→ TASK TO CARRY OUT:
Rewrite as a JSON list of strings the part that opens with the line containing "Q: For each instance of the woman's ear" and closes with the line containing "(1005, 205)", both included. Give one string per line and leave out blank lines.

Data listing
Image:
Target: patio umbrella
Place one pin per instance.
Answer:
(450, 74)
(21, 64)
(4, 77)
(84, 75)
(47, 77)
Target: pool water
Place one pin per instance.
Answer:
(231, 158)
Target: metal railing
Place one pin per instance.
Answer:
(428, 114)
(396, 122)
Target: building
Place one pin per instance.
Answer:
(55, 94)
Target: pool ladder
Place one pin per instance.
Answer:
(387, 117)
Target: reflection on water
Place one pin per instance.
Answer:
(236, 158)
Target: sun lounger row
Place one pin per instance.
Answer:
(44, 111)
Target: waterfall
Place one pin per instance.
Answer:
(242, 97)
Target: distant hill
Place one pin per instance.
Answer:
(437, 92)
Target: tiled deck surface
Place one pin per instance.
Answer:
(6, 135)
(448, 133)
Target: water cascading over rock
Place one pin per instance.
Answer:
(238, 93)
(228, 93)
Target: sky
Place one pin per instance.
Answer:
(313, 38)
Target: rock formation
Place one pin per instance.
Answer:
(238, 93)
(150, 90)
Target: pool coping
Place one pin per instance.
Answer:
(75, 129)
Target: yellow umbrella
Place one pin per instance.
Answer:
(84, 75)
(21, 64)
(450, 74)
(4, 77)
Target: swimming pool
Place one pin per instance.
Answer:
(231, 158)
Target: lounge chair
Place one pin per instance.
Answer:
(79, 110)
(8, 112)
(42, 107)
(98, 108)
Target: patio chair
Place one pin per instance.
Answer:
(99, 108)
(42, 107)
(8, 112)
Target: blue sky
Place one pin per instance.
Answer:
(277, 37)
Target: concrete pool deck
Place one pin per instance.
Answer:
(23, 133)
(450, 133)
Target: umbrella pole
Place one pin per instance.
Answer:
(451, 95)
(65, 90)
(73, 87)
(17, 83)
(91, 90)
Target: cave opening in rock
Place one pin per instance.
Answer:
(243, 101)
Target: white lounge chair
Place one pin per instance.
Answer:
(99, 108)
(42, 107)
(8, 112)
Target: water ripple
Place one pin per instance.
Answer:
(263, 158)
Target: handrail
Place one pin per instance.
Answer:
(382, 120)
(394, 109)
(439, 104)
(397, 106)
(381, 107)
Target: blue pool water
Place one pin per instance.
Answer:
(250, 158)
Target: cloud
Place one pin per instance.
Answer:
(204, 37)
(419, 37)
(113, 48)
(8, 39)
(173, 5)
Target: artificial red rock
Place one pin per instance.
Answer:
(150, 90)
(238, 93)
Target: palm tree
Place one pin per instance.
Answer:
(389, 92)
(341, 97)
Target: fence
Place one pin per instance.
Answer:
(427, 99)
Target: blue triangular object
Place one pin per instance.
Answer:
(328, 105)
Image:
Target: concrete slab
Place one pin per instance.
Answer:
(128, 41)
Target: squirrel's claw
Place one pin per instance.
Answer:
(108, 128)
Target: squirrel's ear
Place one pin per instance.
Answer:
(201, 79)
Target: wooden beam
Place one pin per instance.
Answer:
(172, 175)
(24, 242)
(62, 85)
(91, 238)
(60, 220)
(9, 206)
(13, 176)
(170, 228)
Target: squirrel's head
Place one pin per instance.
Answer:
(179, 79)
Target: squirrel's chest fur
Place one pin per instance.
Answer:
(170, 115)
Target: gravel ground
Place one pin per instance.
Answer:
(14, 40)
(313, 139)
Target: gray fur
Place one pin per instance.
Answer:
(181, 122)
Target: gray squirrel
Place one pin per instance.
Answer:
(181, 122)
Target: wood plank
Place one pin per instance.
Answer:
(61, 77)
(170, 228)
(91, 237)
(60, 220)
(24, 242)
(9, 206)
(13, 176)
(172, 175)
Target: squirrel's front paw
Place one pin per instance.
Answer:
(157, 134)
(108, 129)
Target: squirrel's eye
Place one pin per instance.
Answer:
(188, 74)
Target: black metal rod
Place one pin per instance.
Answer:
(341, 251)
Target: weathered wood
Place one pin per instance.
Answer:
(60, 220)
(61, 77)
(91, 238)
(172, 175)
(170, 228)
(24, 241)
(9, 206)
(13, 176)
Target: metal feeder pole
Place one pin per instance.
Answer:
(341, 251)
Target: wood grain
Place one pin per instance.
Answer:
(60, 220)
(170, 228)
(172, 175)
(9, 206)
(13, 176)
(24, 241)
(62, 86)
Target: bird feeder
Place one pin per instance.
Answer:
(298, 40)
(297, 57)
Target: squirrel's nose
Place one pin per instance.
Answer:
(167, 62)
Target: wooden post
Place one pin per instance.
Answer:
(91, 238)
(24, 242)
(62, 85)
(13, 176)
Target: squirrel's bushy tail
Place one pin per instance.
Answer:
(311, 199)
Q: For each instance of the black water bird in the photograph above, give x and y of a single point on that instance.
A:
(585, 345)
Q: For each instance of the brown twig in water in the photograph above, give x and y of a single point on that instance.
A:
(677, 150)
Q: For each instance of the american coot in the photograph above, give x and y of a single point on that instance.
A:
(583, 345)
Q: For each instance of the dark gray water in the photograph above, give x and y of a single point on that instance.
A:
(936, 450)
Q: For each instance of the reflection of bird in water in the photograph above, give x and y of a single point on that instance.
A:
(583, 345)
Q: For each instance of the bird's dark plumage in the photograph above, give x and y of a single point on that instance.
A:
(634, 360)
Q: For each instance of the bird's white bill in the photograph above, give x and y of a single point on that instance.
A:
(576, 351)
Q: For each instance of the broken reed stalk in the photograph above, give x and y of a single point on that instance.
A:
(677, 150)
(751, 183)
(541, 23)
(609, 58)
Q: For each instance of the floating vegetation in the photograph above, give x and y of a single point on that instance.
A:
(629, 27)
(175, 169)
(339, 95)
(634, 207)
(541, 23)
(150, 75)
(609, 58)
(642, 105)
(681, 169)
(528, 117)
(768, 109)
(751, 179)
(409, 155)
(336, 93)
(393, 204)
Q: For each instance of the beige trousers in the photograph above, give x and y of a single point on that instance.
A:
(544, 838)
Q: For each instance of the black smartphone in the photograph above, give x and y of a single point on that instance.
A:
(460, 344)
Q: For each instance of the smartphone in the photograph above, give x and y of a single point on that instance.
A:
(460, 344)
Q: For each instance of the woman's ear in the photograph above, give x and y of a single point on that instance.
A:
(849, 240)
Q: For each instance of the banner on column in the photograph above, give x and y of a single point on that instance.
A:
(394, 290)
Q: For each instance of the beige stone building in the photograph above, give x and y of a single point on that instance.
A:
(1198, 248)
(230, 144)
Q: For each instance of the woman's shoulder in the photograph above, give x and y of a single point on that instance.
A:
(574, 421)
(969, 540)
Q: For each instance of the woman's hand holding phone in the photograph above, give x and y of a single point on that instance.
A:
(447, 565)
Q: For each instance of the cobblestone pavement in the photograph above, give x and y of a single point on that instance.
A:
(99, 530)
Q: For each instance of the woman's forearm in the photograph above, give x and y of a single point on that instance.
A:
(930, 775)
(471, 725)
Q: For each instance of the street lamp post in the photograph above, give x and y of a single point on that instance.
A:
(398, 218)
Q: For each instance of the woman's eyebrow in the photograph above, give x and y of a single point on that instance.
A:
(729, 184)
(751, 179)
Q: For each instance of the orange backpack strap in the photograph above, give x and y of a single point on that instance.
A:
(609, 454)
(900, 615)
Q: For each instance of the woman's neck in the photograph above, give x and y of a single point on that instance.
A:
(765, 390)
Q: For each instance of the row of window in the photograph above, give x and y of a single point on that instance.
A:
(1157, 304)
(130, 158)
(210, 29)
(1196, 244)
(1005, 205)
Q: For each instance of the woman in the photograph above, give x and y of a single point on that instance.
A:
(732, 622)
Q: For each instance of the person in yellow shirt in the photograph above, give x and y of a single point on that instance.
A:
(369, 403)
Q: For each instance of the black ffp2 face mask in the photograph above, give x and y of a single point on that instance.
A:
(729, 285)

→ SOLUTION:
[
  "Q: For each instance of the woman's ear in the photograph above, give x and y of a single point on that instance.",
  "A:",
  "(849, 240)",
  "Q: For each instance of the banner on column in the photograph above, give x and y of a single point on that instance.",
  "A:",
  "(394, 290)",
  "Q: For each instance of the beige stone building in the photograph above, give x and y of a single point on that instance.",
  "A:",
  "(1198, 248)",
  "(230, 144)",
  "Q: For each instance of the woman's shoulder in the photograph above, give x and y of a single point on that instance.",
  "A:",
  "(574, 421)",
  "(969, 540)",
  "Q: For each instance of the woman's hand holding phone in the photograph above, give x and y of a single point on that instance.",
  "A:",
  "(447, 565)",
  "Q: For each instance of the cobblestone pavement in the photograph above, give x and y of a single point on that instance.",
  "A:",
  "(99, 530)",
  "Q: For each instance of the woman's forearm in the photograph above, give x and y of a single point on that instance.",
  "A:",
  "(930, 775)",
  "(471, 725)",
  "Q: For each instance of the street lamp post in the photograph above, give x and y of a single point on that instance.",
  "A:",
  "(398, 218)",
  "Q: For each instance of the woman's eyebrow in the photograph above, give x and y of a single point on that instance.",
  "A:",
  "(729, 184)",
  "(751, 179)",
  "Q: For each instance of the orange backpack strap in the photograph above, give x and y of a single point on that instance.",
  "A:",
  "(609, 454)",
  "(900, 615)",
  "Q: For each instance of the woman's neck in the photograph above, give x and y of a single point on that instance.",
  "A:",
  "(765, 390)",
  "Q: For each instance of the row of window in the photograph above, give x and y of a single point on that instance.",
  "A:",
  "(1157, 304)",
  "(130, 158)",
  "(210, 29)",
  "(1196, 244)",
  "(1005, 205)"
]